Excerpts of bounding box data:
***

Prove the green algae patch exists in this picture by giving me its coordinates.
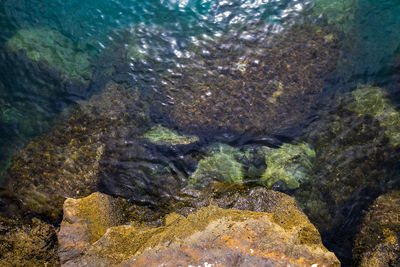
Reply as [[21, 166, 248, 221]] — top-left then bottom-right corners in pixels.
[[143, 125, 199, 146], [353, 191, 400, 267], [0, 217, 60, 266], [190, 145, 244, 185], [261, 143, 316, 190], [5, 82, 147, 220], [348, 85, 400, 146], [312, 0, 358, 29], [6, 27, 93, 82], [58, 193, 339, 266]]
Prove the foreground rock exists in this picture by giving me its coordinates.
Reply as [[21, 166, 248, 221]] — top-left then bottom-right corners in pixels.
[[295, 85, 400, 231], [58, 192, 340, 266], [353, 191, 400, 267], [155, 22, 338, 135], [0, 217, 59, 267]]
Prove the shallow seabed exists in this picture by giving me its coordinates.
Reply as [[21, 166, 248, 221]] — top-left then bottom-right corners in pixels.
[[0, 0, 400, 266]]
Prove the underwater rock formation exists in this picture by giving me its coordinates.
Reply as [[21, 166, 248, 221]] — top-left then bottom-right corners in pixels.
[[189, 144, 244, 187], [5, 82, 147, 222], [0, 217, 60, 266], [5, 27, 93, 83], [59, 194, 340, 266], [295, 85, 400, 231], [311, 0, 358, 32], [353, 191, 400, 267], [261, 143, 315, 190], [154, 25, 338, 135], [143, 125, 199, 146]]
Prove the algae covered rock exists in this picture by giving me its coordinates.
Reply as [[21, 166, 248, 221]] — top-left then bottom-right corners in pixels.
[[353, 191, 400, 267], [5, 83, 147, 222], [295, 85, 400, 230], [348, 85, 400, 146], [58, 193, 123, 262], [143, 125, 199, 146], [6, 27, 93, 82], [312, 0, 359, 31], [154, 25, 338, 135], [0, 217, 59, 266], [190, 144, 244, 186], [59, 191, 340, 266], [261, 143, 315, 190]]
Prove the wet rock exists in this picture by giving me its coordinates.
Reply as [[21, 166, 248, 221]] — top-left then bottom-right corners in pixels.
[[353, 191, 400, 267], [154, 25, 338, 136], [295, 85, 400, 231], [311, 0, 358, 33], [58, 193, 123, 262], [55, 192, 340, 266], [5, 83, 147, 220], [6, 27, 93, 83], [0, 217, 59, 266], [143, 125, 199, 146], [261, 143, 315, 190]]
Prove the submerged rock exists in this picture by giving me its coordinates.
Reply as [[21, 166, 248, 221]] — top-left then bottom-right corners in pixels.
[[261, 143, 315, 190], [348, 85, 400, 146], [0, 217, 59, 266], [6, 27, 93, 83], [189, 144, 244, 187], [353, 191, 400, 267], [5, 83, 147, 222], [154, 25, 338, 135], [295, 85, 400, 231], [59, 191, 340, 266], [143, 125, 199, 146]]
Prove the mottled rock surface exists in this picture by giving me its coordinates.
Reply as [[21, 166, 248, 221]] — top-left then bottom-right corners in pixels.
[[6, 27, 93, 82], [58, 192, 340, 266], [6, 83, 146, 222], [353, 191, 400, 267], [0, 217, 59, 267]]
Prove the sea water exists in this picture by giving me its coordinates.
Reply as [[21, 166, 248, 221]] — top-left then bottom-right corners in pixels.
[[0, 0, 400, 266]]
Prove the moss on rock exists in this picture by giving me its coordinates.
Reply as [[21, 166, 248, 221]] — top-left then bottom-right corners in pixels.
[[348, 85, 400, 146], [295, 85, 400, 230], [143, 125, 199, 146], [6, 27, 93, 82], [190, 144, 244, 187], [0, 217, 59, 267], [261, 143, 315, 190], [5, 83, 147, 220], [353, 191, 400, 267], [59, 192, 340, 266]]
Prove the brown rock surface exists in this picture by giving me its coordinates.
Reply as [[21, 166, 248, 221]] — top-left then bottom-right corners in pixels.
[[6, 82, 145, 222], [353, 191, 400, 267], [58, 190, 340, 266]]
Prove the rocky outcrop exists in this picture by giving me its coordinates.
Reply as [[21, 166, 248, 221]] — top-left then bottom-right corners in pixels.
[[295, 85, 400, 231], [353, 191, 400, 267], [0, 217, 59, 267], [155, 25, 338, 135], [58, 192, 340, 266], [6, 83, 150, 220], [6, 27, 93, 83]]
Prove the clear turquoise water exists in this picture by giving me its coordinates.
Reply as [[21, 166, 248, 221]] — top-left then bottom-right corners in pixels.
[[0, 0, 400, 266]]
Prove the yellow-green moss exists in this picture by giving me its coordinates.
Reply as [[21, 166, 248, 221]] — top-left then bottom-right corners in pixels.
[[261, 143, 315, 190], [143, 125, 199, 146], [348, 85, 400, 145]]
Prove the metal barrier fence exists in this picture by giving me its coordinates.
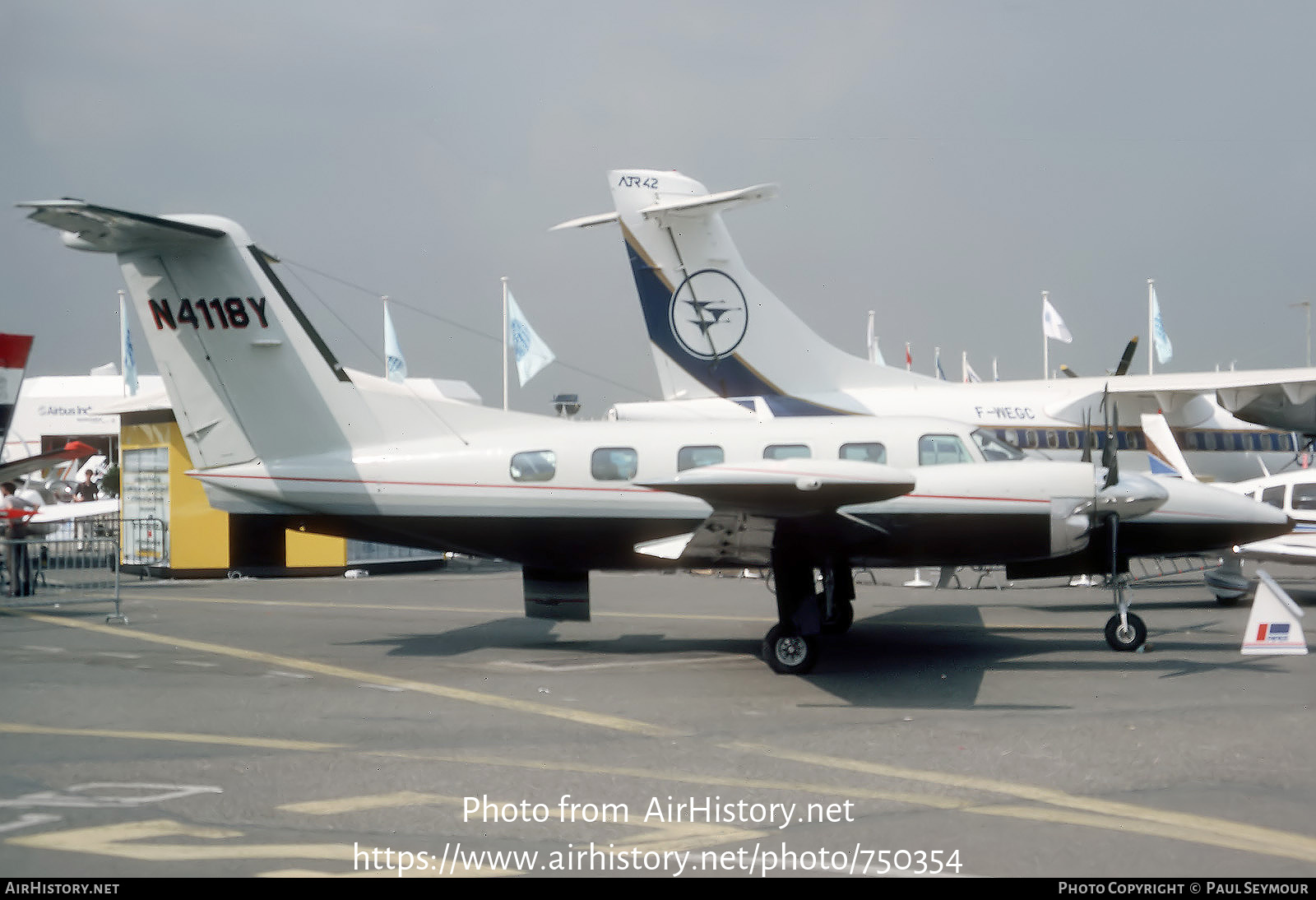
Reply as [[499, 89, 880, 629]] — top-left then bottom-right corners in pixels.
[[0, 516, 169, 624]]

***

Exercise description
Convert the lines above, from the first one through the line containing "146], [261, 143, 315, 190]]", into a JSON list of strings with one string per line, both ends included and blank lines skipped. Omit the pictures from the list.

Result
[
  "Prove the green algae patch exists in this picture by giving me its coordinates.",
  "Reply as [[21, 166, 248, 221]] — top-left then bottom-right corners in pixels.",
  "[[143, 125, 199, 146], [353, 191, 400, 267], [0, 217, 60, 266], [190, 145, 244, 185], [261, 143, 316, 190], [5, 82, 147, 220], [348, 85, 400, 146], [312, 0, 358, 29], [6, 27, 93, 82], [58, 193, 339, 266]]",
  "Prove the foreground rock exists in this picture by giving me its coordinates.",
  "Reply as [[21, 166, 248, 221]] — top-left then bottom-right corners in pixels.",
  "[[295, 85, 400, 231], [58, 192, 340, 266], [353, 191, 400, 267], [155, 22, 338, 135], [0, 217, 59, 267]]",
  "Prove the shallow seabed exists in this picture by giving me its coordinates.",
  "Reply as [[21, 166, 248, 221]] — top-left then bottom-right corners in pixels.",
  "[[0, 0, 400, 266]]",
  "Prove the underwater rock formation exists in this picture by giving me its coordinates.",
  "Reply as [[21, 166, 248, 221]] — top-left then bottom-right corners in pixels.",
  "[[189, 144, 244, 187], [5, 82, 147, 222], [0, 217, 60, 266], [5, 27, 93, 83], [59, 194, 340, 266], [295, 85, 400, 231], [311, 0, 358, 32], [353, 191, 400, 267], [261, 143, 315, 190], [154, 25, 338, 135], [143, 125, 199, 146]]",
  "Prove the algae covered rock exists in this picture by giving me its coordinates.",
  "Reply as [[21, 166, 248, 221]] — top-left then bottom-right corners in pixels.",
  "[[353, 191, 400, 267], [5, 83, 147, 222], [295, 85, 400, 230], [348, 85, 400, 146], [58, 193, 123, 262], [143, 125, 199, 146], [6, 27, 93, 82], [312, 0, 359, 31], [154, 25, 338, 135], [0, 217, 59, 266], [190, 144, 244, 186], [59, 191, 340, 266], [261, 143, 315, 190]]",
  "Prove the wet rock exists in this picture by giving me its coordinates.",
  "Reply as [[21, 166, 248, 221]] — top-left then bottom-right corners in pixels.",
  "[[353, 191, 400, 267], [154, 25, 338, 136], [295, 85, 400, 231], [311, 0, 358, 33], [58, 193, 123, 262], [55, 192, 340, 266], [5, 83, 147, 220], [6, 27, 93, 83], [0, 217, 59, 266], [143, 125, 199, 146], [261, 143, 315, 190]]"
]